# Implementation

In [5]:
import requests
import json
import urllib

In [25]:
def get_obj(response):
    """ Extracts the response object from the raw response string """
    content = response.text[response.text.index('{'):]
    obj = json.loads(content)
    return obj

In [62]:
def retrieve_article_content(domain, slug):
    url = 'https://' + domain + '/' + slug + '?format=json'
    response = requests.get(url=url)
    obj = get_obj(response)
    text = []
    if not 'value' in obj['payload']:
        return ''
    paragraphs_list = obj['payload']['value']['content']['bodyModel']['paragraphs']
    
    for paragraph in paragraphs_list:
        if 'text' in paragraph:
            text.append(paragraph['text'])
    
    return text

In [58]:
def perform_first_query(query):
    # Perform first request for the first 10 items
    url = 'https://medium.com/search?q='+ query +'&format=json'
    response = requests.get(url=url)
    obj = get_obj(response)
    text = []
    posts_list = obj['payload']['value']['posts']
    
    for post in posts_list:
        if 'homeCollection' in post and 'domain' in post['homeCollection']:
            domain = post['homeCollection']['domain']
        else:
            domain = 'medium.com/@'+ post['creator']['username']
        slug = post['uniqueSlug']
        text.append(retrieve_article_content(domain, slug))

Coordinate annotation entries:
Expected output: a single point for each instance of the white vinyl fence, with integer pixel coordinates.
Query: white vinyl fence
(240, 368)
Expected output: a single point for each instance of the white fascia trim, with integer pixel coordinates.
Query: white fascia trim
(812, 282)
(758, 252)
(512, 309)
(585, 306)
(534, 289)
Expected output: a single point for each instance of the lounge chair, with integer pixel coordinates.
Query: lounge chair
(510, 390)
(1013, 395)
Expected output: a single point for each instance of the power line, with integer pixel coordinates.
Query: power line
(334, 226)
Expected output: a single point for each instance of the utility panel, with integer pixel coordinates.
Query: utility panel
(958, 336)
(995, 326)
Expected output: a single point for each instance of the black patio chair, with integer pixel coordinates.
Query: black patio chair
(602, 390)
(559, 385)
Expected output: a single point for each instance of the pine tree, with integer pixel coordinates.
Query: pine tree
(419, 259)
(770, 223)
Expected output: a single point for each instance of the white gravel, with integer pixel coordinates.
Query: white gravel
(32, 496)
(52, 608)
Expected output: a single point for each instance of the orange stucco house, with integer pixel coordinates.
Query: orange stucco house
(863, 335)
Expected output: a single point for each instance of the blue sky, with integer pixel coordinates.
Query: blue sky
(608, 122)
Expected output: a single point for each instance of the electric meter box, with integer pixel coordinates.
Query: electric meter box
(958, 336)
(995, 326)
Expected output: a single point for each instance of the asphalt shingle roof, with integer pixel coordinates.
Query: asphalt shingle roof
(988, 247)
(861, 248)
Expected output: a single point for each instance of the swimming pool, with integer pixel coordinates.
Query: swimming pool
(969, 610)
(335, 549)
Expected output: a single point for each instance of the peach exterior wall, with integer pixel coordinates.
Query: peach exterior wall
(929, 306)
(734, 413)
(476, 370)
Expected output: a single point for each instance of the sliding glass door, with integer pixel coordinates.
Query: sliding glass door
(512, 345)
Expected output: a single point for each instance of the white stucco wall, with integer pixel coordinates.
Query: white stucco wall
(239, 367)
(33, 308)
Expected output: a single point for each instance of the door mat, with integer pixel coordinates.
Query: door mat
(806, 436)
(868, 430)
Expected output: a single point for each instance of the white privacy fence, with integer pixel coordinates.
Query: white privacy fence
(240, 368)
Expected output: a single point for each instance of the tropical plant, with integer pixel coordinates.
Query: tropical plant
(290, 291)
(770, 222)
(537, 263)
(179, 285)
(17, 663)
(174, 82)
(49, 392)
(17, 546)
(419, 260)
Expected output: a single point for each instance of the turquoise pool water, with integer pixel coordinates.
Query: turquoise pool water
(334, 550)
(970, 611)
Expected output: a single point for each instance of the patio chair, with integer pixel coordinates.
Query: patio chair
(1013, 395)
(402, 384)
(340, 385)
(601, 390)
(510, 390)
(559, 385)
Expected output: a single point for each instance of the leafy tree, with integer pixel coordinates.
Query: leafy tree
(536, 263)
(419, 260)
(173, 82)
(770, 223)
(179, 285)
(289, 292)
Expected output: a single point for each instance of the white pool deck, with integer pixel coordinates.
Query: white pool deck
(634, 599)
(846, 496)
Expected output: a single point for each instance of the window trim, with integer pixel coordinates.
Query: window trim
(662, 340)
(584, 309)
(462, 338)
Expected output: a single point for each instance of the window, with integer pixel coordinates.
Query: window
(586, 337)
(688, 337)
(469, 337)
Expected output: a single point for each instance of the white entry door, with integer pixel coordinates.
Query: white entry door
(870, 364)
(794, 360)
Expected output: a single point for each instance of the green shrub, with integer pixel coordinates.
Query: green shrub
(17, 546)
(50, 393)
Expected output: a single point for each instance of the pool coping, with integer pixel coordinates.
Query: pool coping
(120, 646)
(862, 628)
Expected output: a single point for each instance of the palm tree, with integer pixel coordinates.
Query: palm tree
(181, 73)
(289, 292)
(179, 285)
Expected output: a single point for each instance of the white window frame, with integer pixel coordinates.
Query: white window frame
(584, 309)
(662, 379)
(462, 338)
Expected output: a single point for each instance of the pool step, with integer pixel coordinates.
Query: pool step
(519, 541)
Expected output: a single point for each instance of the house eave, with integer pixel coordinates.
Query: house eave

WORK INSTRUCTIONS:
a) According to the comment in the implementation, what is the request inside perform_first_query for?
b) Pick out every line of the records that contains the word "lounge". Case counts.

RESPONSES TO THE TASKS:
a) According to the comment, it is the first request, and it retrieves the first 10 items for the query. The URL it sends to is Medium's search with the query and a JSON format parameter.

b)
Expected output: a single point for each instance of the lounge chair, with integer pixel coordinates.
Query: lounge chair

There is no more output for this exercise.